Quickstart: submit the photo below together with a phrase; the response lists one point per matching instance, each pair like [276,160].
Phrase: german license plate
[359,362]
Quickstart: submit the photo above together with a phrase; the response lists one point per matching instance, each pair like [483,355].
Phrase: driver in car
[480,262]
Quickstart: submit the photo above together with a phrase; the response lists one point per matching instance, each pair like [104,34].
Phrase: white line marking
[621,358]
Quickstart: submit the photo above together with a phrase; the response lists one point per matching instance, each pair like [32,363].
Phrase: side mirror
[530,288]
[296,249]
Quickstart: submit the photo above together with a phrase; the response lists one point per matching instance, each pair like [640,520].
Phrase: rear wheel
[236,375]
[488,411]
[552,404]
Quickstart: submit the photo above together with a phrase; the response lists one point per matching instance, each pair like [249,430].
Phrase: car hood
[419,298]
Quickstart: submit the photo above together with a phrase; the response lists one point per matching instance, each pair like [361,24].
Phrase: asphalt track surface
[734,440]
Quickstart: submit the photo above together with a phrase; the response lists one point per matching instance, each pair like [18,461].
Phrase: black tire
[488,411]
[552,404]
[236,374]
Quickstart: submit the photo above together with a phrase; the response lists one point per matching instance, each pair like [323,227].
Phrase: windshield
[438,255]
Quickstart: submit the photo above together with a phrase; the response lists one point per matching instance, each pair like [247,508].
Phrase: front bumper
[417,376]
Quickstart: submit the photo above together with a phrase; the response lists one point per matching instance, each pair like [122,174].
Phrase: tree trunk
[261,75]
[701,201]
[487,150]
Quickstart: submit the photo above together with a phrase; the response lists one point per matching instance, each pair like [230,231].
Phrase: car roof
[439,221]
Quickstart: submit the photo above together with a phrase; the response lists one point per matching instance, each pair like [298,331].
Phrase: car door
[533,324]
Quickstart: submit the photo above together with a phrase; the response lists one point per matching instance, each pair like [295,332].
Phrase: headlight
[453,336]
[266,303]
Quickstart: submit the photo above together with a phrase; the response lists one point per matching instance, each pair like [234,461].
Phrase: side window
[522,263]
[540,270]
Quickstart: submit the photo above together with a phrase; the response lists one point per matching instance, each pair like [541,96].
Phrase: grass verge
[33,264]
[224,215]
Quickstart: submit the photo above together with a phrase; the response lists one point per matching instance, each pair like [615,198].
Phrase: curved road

• • • • • • •

### Set problem
Repeat each record in full; every line must match exactly.

### Task response
Quickstart: submit the photo below together with a phrase; the response lists one point per matching instance, each pair like [276,160].
Phrase: german license plate
[359,362]
Quickstart: submit the photo above together with a phrase; the response lists one point per matching instance, each pair like [483,355].
Phrase: driver in car
[480,262]
Quickstart: submit the photo above together with a phrase; the response lists one point per matching instance, each pair like [104,34].
Phrase: white line marking
[621,358]
Quickstart: submit the photo above together with a phrase; the response lists one point per matching instance, each pair like [32,363].
Phrase: side mirror
[530,288]
[296,249]
Quickstart: submit the photo above together with a phrase; the response lists one point per matching instance, each pair like [640,520].
Phrase: rear wheel
[236,375]
[488,411]
[552,404]
Quickstart: submit the photo above together with a phrase; the response lists one point per matching instance, each pair like [249,430].
Phrase: car hood
[419,298]
Quickstart: submit the photo above together with a phrase; the response lists one point per matching instance, each pair like [361,24].
Phrase: asphalt track surface
[734,440]
Quickstart: submit the photo above together with a phrase; the response lists one point per matching instance, each pair like [18,461].
Phrase: black tire
[488,411]
[552,404]
[236,374]
Quickstart: submit the photo above together with a phrase; the response lists one point per matching instance, each pair like [323,227].
Phrase: windshield
[438,255]
Quickstart: submit the photo above together with a phrase; the response lists one point per matching instance, each pair like [247,508].
Phrase: front bumper
[417,376]
Quickstart: submit the photo above together with a phrase; the response lists one point per matching instance, each pair like [122,174].
Phrase: tree trunk
[261,75]
[701,201]
[487,150]
Quickstart: submit the photo above together with a phrase; the response lists one point per matching instance, each pair like [230,231].
Phrase: car roof
[439,221]
Quickstart: submit the photo above together with a phrase; the response lists one point per matching instance, each pair like [298,331].
Phrase: car door
[533,324]
Quickstart: submit the photo above together with a phrase; the response lists one point per matching instance, each pair like [295,332].
Phrase: headlight
[453,336]
[266,303]
Quickstart: submit the photo above together with a phrase; the response lists one point per matching instance, each pair like [234,461].
Phrase: side window
[522,263]
[540,270]
Quickstart: submit the photo above together with a phrase; the response lists one point per matching instance, each pair like [541,96].
Phrase: grass verge
[33,264]
[224,215]
Quickstart: submit the photo above together with a phrase; the response lists one point per matching instance, each pair like [615,198].
Phrase: curved road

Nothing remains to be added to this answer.